> Rows:
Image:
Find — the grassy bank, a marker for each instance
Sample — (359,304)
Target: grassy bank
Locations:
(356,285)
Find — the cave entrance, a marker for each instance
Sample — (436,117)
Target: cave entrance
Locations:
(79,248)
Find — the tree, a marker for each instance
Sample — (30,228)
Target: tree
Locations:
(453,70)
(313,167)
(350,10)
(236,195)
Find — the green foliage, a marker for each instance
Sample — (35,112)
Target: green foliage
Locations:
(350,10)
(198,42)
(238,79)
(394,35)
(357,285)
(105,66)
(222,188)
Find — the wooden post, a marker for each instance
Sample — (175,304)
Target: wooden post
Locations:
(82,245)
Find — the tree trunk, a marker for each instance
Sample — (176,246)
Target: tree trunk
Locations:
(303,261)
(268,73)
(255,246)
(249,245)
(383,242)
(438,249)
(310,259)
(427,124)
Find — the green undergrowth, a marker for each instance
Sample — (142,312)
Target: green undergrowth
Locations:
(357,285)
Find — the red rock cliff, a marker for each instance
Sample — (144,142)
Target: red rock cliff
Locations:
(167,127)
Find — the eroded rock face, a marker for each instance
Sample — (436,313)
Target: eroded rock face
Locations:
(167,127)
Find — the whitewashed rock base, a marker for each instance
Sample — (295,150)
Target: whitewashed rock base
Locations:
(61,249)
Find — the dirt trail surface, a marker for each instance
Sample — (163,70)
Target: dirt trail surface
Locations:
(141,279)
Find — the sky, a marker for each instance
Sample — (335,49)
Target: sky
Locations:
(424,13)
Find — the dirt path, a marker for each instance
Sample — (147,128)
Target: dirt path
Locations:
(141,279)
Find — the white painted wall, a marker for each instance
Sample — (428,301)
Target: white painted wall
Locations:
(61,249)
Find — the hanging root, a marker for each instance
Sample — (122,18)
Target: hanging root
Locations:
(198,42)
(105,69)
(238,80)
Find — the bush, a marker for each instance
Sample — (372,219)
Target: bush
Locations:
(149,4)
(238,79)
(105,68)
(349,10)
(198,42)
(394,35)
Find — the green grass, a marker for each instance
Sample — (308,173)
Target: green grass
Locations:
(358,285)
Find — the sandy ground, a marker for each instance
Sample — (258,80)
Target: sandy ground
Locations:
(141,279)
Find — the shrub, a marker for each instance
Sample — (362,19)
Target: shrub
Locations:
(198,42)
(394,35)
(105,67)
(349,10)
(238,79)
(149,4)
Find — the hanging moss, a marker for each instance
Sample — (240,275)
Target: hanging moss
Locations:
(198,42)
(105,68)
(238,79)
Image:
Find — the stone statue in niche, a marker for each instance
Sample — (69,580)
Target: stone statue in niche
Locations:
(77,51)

...

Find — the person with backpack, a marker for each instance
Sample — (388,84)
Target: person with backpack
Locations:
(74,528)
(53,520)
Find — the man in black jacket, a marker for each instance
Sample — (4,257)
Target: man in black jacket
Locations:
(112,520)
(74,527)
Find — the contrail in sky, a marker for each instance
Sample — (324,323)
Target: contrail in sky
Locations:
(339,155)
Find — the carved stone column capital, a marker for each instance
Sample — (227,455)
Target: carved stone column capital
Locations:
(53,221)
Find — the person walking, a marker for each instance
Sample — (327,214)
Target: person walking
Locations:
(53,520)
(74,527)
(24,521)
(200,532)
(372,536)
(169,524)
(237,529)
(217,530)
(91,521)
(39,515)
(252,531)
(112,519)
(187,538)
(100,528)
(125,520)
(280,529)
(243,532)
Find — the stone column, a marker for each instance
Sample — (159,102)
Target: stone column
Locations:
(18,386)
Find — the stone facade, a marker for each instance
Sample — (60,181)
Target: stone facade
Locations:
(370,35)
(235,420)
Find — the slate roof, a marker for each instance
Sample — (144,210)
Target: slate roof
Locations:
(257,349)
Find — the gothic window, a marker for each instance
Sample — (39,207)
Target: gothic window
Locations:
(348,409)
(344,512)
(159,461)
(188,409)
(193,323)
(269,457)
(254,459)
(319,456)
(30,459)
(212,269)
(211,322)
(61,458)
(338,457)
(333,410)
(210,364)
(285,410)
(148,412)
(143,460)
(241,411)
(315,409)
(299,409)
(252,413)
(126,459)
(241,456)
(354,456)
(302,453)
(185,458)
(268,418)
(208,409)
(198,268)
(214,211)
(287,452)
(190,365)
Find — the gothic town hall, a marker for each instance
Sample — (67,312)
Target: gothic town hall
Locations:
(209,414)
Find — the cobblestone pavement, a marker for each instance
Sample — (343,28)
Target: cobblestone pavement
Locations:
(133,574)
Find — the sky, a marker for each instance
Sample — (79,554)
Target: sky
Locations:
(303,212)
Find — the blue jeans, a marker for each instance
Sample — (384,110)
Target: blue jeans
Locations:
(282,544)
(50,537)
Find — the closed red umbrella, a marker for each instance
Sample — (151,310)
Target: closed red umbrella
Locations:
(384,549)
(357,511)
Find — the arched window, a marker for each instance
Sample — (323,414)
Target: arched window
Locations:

> What this task involves: Count the lines in the entries that contain the string "eroded", and give only that number.

> Answer for the task: 2